§ To be done: Could you write out all of the lines below, word for word, leaving the pictures out of your answer?

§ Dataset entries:
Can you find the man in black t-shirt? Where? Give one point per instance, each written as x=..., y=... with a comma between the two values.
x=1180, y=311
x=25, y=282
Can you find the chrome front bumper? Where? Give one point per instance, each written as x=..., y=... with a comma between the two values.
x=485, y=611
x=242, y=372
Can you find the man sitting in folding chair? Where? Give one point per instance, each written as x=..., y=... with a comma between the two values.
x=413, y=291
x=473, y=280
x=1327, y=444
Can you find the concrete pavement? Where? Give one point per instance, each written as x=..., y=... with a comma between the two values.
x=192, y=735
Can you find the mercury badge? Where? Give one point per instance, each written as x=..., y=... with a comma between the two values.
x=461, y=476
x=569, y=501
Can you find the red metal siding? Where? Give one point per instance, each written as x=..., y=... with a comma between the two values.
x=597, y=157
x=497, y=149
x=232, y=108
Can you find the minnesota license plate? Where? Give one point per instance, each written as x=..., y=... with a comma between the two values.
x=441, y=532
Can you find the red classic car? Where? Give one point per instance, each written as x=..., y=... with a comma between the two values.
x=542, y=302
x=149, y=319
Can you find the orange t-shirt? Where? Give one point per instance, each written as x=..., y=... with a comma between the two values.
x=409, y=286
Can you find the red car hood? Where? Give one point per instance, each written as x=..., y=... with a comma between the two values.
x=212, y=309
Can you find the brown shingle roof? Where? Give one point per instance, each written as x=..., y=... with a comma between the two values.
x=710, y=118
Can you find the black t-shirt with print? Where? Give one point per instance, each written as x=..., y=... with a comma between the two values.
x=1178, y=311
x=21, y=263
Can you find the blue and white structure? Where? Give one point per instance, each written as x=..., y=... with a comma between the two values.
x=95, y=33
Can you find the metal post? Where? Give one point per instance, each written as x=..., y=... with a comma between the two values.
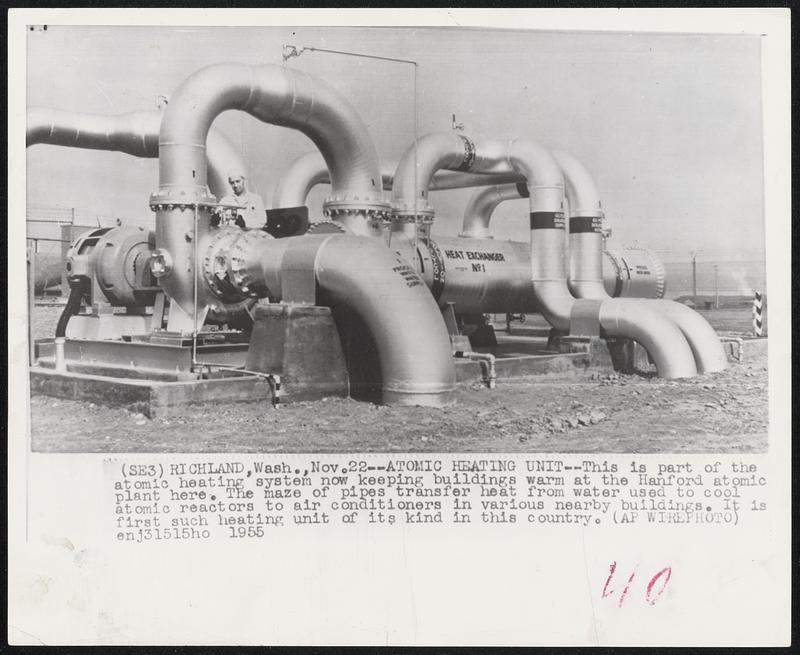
x=31, y=305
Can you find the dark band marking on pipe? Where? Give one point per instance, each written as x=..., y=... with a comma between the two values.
x=617, y=285
x=583, y=224
x=547, y=221
x=437, y=269
x=469, y=154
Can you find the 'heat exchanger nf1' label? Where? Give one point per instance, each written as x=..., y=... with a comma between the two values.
x=547, y=221
x=579, y=224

§ Answer to the exercise:
Can you find the man in black t-shirt? Where? Give one point per instance, each written as x=..., y=... with a comma between the two values.
x=1180, y=311
x=25, y=282
Can you find the chrome front bumper? Where? Give one point per instance, each written as x=..., y=... with a comma between the two values.
x=485, y=611
x=242, y=372
Can you find the man sitting in folding chair? Where? Give one point per instance, each written as x=..., y=... with a comma between the two values.
x=413, y=291
x=473, y=280
x=1327, y=444
Can you find the concrete pavement? Where? Give one point per instance, each written as x=..., y=... with a comma between the two values.
x=192, y=735
Can you find the mercury badge? Where? Give one point per instance, each written as x=..., y=... with a comma between the two values.
x=461, y=476
x=569, y=501
Can you find the red metal siding? Where? Give one point per instance, each written as x=..., y=... with a comma between the two values.
x=597, y=157
x=497, y=149
x=232, y=108
Can you find the minnesota license plate? Where? Give one point per instance, each written as x=..., y=... with a comma between the two values.
x=441, y=532
Can you find the red classic car? Where? Give one point per instance, each written as x=..., y=... with a comma between the two values.
x=542, y=302
x=149, y=319
Can you find the orange t-shirt? Where? Give one point per instance, each written as x=..., y=... with a comma between the two values.
x=409, y=286
Can you find the red car hood? Where? Give one point per instance, each written as x=..., y=... with a comma between the two values.
x=212, y=309
Can you find the brown shingle roof? Where? Give one point per instance, each written as x=..., y=... with a comma between the two values.
x=710, y=118
Can you find the black t-shirt with print? Where? Give one point per instance, each written as x=..., y=... with a comma between the two values.
x=1178, y=311
x=21, y=263
Can you find the blue and white structure? Where? Give one point per instance, each written as x=..., y=... with a comma between the two values.
x=95, y=33
Can you find the metal post? Where? Give one point per instance, each written as x=..., y=... with a comma between the two values.
x=31, y=305
Can you find the dark band marking on pipe? Where? Give one point per instance, each written as x=..., y=... with a comma between the two values.
x=617, y=285
x=583, y=224
x=547, y=221
x=437, y=269
x=469, y=154
Can you find the 'heat exchanger nf1' label? Where? Give one point per instance, each written as x=..., y=... with a comma between the two values.
x=547, y=221
x=579, y=224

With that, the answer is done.